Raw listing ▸
• • • • •
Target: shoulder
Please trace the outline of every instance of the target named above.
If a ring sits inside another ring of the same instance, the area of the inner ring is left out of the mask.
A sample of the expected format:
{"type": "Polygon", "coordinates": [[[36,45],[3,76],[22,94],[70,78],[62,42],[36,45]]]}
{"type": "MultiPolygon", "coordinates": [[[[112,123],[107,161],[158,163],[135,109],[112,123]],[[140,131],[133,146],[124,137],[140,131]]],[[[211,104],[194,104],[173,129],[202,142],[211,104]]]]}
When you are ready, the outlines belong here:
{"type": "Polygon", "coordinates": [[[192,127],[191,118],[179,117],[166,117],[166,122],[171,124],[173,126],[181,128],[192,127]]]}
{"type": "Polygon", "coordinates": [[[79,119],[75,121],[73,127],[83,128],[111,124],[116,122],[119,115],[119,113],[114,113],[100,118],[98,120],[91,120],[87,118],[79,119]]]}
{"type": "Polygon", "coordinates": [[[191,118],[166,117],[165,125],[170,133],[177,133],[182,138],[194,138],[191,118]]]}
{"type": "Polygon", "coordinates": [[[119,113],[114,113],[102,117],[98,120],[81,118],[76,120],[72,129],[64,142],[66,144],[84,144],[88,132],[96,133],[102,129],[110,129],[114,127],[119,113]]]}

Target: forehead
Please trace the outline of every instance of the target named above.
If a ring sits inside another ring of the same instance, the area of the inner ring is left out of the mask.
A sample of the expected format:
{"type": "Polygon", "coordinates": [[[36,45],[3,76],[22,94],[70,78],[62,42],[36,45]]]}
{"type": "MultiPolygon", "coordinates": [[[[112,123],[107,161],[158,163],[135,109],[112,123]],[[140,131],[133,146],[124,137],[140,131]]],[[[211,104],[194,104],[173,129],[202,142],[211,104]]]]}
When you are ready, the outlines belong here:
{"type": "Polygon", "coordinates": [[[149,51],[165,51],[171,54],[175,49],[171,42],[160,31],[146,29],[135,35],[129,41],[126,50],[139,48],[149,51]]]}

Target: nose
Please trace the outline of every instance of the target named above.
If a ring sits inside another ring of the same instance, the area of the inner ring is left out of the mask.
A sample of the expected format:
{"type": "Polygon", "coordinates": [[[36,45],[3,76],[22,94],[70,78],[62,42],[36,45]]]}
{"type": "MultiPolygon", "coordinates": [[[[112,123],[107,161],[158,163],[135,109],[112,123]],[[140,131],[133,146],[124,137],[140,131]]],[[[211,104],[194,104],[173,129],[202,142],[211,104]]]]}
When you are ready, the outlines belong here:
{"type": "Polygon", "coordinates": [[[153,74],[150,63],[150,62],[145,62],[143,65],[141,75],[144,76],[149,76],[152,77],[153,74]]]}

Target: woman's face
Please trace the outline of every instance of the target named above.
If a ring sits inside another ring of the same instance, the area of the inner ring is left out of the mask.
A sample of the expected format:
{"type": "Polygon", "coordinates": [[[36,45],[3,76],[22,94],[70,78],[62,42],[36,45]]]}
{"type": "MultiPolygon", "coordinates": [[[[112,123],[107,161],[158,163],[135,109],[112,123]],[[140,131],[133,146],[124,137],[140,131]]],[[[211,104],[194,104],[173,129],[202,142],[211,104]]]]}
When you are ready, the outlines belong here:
• • • • •
WRITTEN EXERCISE ▸
Reproduce the entire listing above word for word.

FINISHED ANSWER ▸
Target: shoulder
Please trace the outline of every instance of the target named above.
If a ring sits inside another ring of the same instance, the area of the inner ring is left out of the mask.
A sample of the expected format:
{"type": "Polygon", "coordinates": [[[36,45],[3,76],[22,94],[70,78],[62,42],[36,45]]]}
{"type": "MultiPolygon", "coordinates": [[[[112,123],[107,161],[158,163],[135,109],[112,123]],[[140,131],[133,146],[124,137],[140,131]]],[[[211,104],[194,104],[173,129],[202,142],[211,104]]]]}
When you are ready, the outlines belong here:
{"type": "Polygon", "coordinates": [[[192,127],[191,118],[179,117],[166,117],[166,122],[171,124],[173,126],[181,128],[192,127]]]}
{"type": "Polygon", "coordinates": [[[79,119],[75,121],[73,127],[83,128],[111,124],[116,122],[119,115],[119,113],[114,113],[100,118],[98,120],[91,120],[87,118],[79,119]]]}
{"type": "Polygon", "coordinates": [[[191,118],[166,117],[165,125],[170,133],[177,133],[182,138],[194,138],[191,118]]]}
{"type": "Polygon", "coordinates": [[[119,113],[114,113],[102,117],[98,120],[81,118],[76,120],[72,129],[64,142],[66,144],[84,144],[88,132],[96,133],[102,129],[110,129],[114,127],[119,113]]]}

Target: forehead
Please trace the outline of every instance of the target named above.
If a ring sits inside another ring of the same instance, the area of the inner ring is left out of the mask.
A sample of the expected format:
{"type": "Polygon", "coordinates": [[[36,45],[3,76],[22,94],[70,78],[62,42],[36,45]]]}
{"type": "MultiPolygon", "coordinates": [[[[112,123],[107,161],[158,163],[135,109],[112,123]],[[140,131],[133,146],[124,137],[140,131]]],[[[211,104],[194,104],[173,129],[202,142],[211,104]]]]}
When you are ready, the outlines belong here:
{"type": "Polygon", "coordinates": [[[149,51],[165,51],[171,54],[175,49],[171,42],[160,31],[146,29],[135,35],[129,41],[126,50],[139,48],[149,51]]]}

Target: nose
Please trace the outline of every instance of the target named above.
If a ring sits inside another ring of the same instance, the area of the inner ring is left out of the mask.
A sample of the expected format:
{"type": "Polygon", "coordinates": [[[36,45],[3,76],[22,94],[70,78],[62,42],[36,45]]]}
{"type": "MultiPolygon", "coordinates": [[[[112,123],[107,161],[158,163],[135,109],[112,123]],[[140,131],[133,146],[124,137],[140,131]]],[[[211,104],[194,104],[173,129],[202,142],[211,104]]]]}
When you are ready, the outlines belong here:
{"type": "Polygon", "coordinates": [[[153,74],[150,63],[150,62],[145,62],[143,65],[141,75],[144,76],[149,76],[152,77],[153,74]]]}

Target: woman's face
Please trace the outline of every instance of the target named above.
If a ring sits inside another ring of the same instance, the area of the inner ring is left out of the mask.
A sample of the expected format:
{"type": "Polygon", "coordinates": [[[36,45],[3,76],[22,94],[70,78],[62,42],[36,45]]]}
{"type": "MultiPolygon", "coordinates": [[[[112,123],[107,161],[158,163],[135,109],[112,123]],[[140,131],[133,146],[124,137],[140,131]]],[[[211,104],[194,104],[173,129],[202,142],[211,104]]]]}
When you are ready, the outlines belong here:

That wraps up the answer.